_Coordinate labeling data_
# # #

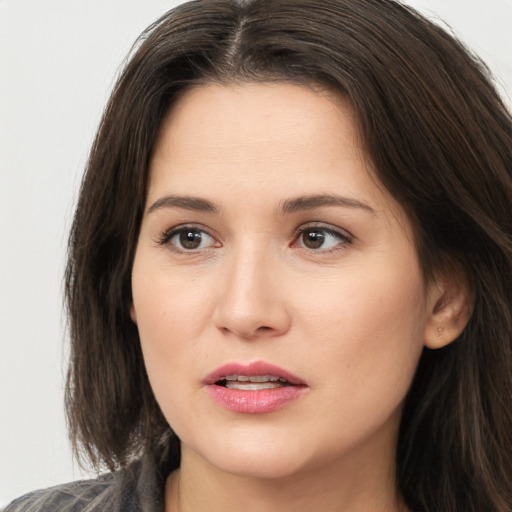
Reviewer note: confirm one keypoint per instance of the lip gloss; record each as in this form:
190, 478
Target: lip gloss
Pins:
253, 401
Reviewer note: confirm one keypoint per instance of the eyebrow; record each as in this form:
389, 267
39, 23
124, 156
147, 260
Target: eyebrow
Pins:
185, 202
317, 201
301, 203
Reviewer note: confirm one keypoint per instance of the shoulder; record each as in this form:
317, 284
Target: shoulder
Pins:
73, 497
135, 488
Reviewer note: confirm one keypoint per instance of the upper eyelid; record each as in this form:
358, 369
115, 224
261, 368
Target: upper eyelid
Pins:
326, 227
167, 234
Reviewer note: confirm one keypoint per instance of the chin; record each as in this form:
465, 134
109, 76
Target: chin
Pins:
264, 459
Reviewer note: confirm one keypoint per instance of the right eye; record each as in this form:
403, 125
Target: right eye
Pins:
187, 239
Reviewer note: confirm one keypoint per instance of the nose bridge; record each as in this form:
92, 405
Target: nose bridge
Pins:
250, 303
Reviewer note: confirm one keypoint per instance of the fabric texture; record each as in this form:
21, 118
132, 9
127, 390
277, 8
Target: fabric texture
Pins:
137, 488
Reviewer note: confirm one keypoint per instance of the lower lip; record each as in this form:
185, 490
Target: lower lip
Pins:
254, 402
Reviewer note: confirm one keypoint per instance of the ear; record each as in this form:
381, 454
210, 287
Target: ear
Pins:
451, 303
133, 315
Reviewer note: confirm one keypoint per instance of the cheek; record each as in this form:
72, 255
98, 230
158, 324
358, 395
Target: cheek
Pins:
369, 331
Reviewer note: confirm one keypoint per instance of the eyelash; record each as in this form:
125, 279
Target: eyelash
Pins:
344, 238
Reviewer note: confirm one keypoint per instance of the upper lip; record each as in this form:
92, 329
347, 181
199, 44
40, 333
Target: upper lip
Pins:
257, 368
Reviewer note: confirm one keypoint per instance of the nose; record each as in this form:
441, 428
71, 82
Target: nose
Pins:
251, 303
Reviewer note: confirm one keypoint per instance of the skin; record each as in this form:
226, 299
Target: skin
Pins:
350, 317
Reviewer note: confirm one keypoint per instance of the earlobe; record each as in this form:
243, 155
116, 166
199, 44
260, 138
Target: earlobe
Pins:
133, 315
451, 307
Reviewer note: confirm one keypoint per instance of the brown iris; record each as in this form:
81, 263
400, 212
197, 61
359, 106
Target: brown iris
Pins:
190, 239
313, 239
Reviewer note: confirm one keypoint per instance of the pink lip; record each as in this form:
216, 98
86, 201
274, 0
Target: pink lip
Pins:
254, 402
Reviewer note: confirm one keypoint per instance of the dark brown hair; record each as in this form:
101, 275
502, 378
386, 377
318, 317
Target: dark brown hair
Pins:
440, 140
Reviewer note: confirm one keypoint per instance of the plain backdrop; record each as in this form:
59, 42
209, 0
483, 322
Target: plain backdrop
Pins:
58, 61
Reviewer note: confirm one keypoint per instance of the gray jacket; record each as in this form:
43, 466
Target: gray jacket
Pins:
136, 488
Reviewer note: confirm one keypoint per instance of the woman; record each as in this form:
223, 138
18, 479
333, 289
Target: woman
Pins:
289, 279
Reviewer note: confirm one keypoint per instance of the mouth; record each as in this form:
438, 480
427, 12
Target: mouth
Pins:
254, 388
253, 377
252, 382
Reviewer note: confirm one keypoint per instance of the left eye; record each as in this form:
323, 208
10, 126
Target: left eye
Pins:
188, 239
317, 238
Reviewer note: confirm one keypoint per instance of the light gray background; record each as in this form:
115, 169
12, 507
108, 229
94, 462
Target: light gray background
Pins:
58, 60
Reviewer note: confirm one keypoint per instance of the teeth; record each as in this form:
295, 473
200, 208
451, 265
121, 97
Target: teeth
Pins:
253, 386
253, 378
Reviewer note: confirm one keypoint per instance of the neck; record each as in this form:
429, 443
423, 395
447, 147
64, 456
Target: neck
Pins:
198, 486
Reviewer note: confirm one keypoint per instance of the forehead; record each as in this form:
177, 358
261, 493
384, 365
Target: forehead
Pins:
271, 140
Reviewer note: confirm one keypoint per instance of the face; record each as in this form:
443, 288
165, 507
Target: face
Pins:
276, 287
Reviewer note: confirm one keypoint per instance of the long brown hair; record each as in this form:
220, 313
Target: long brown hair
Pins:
440, 140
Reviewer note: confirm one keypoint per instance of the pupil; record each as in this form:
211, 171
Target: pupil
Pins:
190, 239
313, 239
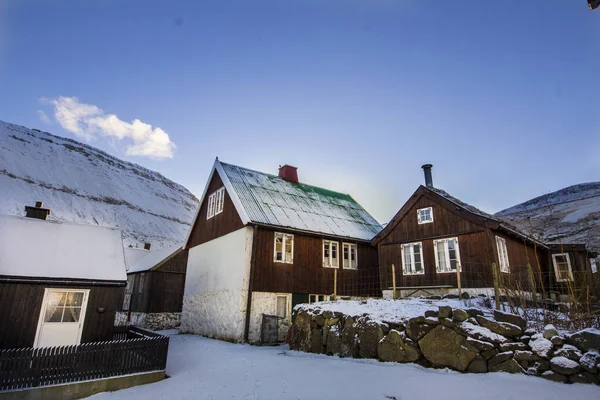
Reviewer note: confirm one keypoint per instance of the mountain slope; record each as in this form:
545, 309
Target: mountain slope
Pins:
82, 184
569, 215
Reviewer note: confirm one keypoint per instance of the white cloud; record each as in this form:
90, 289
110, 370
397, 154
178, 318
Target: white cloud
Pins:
88, 121
43, 117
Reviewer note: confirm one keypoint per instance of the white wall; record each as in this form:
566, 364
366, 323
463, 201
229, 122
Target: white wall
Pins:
266, 303
216, 287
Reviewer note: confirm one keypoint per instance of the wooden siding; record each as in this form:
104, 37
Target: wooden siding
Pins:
307, 274
221, 224
20, 305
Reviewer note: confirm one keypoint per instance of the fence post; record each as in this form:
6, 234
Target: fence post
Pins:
458, 280
394, 281
496, 285
335, 284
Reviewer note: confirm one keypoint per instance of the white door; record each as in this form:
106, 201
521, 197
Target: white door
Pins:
61, 317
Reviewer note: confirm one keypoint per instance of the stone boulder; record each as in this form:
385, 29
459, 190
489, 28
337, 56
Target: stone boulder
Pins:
501, 328
549, 332
510, 366
445, 312
300, 336
542, 347
514, 319
478, 365
564, 366
443, 347
590, 361
369, 334
416, 328
459, 315
556, 377
586, 340
349, 345
393, 348
569, 351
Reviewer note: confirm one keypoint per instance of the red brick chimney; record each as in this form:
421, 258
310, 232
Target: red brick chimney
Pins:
289, 173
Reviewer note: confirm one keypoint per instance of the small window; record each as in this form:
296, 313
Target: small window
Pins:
284, 248
562, 267
447, 255
412, 259
425, 215
141, 283
330, 254
349, 256
282, 306
215, 203
502, 254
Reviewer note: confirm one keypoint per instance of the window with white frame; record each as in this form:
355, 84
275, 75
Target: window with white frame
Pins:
562, 267
447, 255
425, 215
412, 259
502, 254
282, 306
284, 248
215, 203
349, 256
315, 298
330, 254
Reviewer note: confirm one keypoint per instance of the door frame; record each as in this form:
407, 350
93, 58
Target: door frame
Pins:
86, 295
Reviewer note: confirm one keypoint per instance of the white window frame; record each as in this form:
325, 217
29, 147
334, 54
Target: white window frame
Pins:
411, 268
215, 203
348, 264
448, 267
314, 298
328, 262
422, 221
285, 237
568, 265
502, 255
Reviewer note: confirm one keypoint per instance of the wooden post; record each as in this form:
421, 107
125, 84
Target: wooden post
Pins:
458, 280
394, 281
335, 284
496, 285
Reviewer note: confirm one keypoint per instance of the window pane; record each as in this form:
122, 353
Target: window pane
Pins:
71, 314
281, 306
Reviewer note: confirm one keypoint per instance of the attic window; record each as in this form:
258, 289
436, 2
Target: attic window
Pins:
425, 215
562, 267
215, 203
284, 248
502, 254
330, 254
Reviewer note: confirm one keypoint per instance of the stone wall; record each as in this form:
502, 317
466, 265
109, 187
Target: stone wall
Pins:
151, 321
464, 340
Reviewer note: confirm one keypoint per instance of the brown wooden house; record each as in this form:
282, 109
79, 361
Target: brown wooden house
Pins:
60, 284
154, 292
434, 234
260, 244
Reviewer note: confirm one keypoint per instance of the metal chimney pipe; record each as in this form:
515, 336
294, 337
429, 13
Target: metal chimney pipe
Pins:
428, 177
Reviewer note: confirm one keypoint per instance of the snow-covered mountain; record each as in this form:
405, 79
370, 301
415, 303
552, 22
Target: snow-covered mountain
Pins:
81, 184
569, 215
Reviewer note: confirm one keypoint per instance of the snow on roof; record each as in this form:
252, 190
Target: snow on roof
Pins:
152, 258
270, 200
35, 248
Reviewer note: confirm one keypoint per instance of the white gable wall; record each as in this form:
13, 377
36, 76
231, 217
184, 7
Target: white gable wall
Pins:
216, 287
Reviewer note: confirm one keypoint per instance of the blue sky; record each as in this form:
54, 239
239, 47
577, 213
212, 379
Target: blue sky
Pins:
502, 97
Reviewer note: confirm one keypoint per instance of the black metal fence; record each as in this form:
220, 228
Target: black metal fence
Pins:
135, 350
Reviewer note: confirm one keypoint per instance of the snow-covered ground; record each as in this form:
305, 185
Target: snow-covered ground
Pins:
201, 368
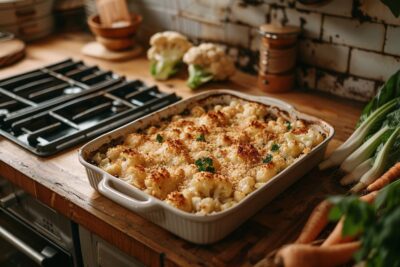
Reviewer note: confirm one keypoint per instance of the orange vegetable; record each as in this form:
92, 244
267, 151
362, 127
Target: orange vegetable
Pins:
315, 223
301, 255
336, 236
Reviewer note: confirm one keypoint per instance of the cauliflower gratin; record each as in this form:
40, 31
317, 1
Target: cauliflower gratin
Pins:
210, 157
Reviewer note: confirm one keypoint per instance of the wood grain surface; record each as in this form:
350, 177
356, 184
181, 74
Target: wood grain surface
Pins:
60, 181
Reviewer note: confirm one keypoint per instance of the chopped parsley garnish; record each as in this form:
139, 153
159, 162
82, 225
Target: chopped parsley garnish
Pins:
159, 138
274, 147
288, 125
205, 165
201, 138
185, 112
267, 159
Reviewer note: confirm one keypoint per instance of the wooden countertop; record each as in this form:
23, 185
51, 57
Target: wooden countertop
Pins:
60, 181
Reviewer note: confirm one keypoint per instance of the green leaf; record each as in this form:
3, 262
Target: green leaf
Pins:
198, 76
159, 138
393, 5
275, 147
205, 164
335, 214
201, 138
288, 125
268, 158
389, 91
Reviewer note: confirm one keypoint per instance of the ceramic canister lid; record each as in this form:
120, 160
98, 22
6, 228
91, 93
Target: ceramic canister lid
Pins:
274, 31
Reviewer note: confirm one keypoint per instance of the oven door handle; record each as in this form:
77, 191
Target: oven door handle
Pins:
132, 200
46, 258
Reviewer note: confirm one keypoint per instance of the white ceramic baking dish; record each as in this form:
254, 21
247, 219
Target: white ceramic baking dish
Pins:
200, 229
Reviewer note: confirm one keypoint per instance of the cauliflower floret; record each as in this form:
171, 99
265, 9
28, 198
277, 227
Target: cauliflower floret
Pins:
207, 62
166, 52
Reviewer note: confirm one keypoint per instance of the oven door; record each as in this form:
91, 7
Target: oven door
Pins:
21, 246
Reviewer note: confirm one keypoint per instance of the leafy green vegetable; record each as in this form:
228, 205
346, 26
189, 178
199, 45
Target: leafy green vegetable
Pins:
268, 158
198, 76
201, 138
163, 69
275, 147
377, 225
390, 90
394, 6
374, 121
205, 164
288, 125
159, 138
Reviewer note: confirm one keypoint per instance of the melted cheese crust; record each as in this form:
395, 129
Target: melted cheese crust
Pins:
247, 145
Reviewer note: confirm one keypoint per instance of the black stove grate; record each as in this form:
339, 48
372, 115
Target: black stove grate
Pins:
61, 105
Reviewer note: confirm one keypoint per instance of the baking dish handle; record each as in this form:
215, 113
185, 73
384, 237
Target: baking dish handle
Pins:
130, 201
277, 102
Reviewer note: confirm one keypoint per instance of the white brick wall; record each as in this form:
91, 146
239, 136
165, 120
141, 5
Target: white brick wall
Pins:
347, 47
353, 33
355, 88
324, 55
310, 22
378, 11
392, 44
250, 15
373, 65
335, 7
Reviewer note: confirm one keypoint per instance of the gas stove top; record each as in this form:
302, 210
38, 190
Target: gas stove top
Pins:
64, 104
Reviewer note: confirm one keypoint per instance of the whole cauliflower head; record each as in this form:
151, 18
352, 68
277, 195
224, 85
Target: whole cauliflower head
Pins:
208, 62
166, 53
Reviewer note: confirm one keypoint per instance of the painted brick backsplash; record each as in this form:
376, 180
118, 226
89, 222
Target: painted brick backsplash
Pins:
310, 22
354, 33
349, 87
392, 44
324, 55
375, 10
334, 7
347, 47
373, 65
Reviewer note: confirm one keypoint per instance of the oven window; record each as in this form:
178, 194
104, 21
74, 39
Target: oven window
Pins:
21, 246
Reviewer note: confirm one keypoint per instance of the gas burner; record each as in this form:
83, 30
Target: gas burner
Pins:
59, 106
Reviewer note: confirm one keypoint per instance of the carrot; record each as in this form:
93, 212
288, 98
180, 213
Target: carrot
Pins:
301, 255
391, 175
336, 236
315, 223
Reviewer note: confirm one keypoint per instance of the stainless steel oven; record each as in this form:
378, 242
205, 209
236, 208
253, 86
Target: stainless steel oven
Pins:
32, 234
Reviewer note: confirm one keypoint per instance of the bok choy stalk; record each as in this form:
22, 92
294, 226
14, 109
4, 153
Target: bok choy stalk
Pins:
371, 147
390, 90
380, 164
358, 137
365, 151
356, 174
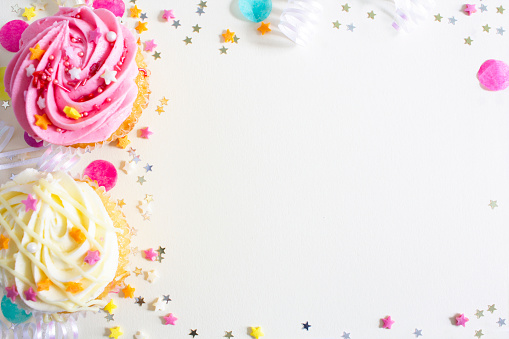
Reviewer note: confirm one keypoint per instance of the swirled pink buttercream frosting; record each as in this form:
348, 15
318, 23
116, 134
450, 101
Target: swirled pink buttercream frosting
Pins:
72, 80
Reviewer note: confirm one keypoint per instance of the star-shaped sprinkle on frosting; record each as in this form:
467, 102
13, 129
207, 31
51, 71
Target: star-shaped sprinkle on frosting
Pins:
92, 257
387, 322
30, 294
110, 306
170, 319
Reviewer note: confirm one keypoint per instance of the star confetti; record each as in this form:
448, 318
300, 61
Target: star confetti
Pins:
170, 319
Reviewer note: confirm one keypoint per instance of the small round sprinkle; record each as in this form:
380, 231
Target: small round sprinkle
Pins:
32, 247
111, 36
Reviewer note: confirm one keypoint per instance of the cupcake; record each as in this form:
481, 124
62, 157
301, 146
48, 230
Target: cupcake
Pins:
79, 78
63, 243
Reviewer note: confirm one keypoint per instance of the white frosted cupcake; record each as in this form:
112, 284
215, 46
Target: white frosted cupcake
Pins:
63, 243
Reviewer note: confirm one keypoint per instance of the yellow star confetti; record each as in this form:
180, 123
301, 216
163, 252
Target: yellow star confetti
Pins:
37, 52
264, 28
29, 13
115, 332
256, 332
110, 306
141, 27
135, 12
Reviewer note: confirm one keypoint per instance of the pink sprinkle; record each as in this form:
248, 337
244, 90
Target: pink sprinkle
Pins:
102, 171
494, 75
30, 294
10, 34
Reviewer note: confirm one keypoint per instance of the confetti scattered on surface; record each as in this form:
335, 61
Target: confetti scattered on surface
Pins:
461, 320
170, 319
10, 34
264, 28
117, 7
387, 322
103, 172
494, 76
110, 306
256, 332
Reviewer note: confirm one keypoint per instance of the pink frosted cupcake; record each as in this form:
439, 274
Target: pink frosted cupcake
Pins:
78, 78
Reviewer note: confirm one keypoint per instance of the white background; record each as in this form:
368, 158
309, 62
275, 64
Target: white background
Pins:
335, 184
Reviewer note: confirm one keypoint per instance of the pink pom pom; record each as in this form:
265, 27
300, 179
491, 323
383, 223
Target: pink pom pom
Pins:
494, 75
10, 34
103, 172
117, 7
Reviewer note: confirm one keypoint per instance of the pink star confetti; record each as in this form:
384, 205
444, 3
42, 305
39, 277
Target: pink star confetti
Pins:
12, 292
30, 294
470, 9
145, 133
94, 35
92, 257
168, 14
150, 45
30, 203
461, 320
388, 322
170, 319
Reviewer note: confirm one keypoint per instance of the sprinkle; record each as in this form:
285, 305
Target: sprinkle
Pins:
228, 36
110, 306
72, 113
256, 332
128, 291
74, 287
77, 235
12, 292
135, 12
36, 53
170, 319
150, 45
145, 133
141, 27
115, 332
123, 142
44, 285
30, 294
151, 276
461, 320
159, 304
387, 322
94, 35
150, 254
29, 13
42, 121
264, 28
92, 257
109, 76
168, 14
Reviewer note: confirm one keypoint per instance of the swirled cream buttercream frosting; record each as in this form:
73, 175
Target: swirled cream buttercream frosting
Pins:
73, 79
58, 244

# # #

_WHAT IS REQUIRED_
Each line from the one containing "of the sprinkle;" through the end of the entries, both included, is to be returned exactly, with no other lines.

_EXERCISE ANSWER_
Reviewer note: confirm one keypoint per instance of the sprinkle; record each as in this form:
285, 305
Target: sprinkle
Pins:
228, 36
110, 306
72, 113
256, 332
128, 291
74, 287
77, 235
12, 292
135, 12
36, 53
170, 319
150, 45
145, 133
141, 27
115, 332
123, 142
44, 285
30, 294
151, 276
461, 320
159, 304
387, 322
94, 35
150, 254
29, 13
42, 121
264, 28
92, 257
109, 76
168, 14
Reviewer note: confirm one keypoint per instance of the swirled cream buttercream frosting; record each as in this form:
73, 175
Target: swirled cream buttercream frosting
Pins:
73, 79
58, 244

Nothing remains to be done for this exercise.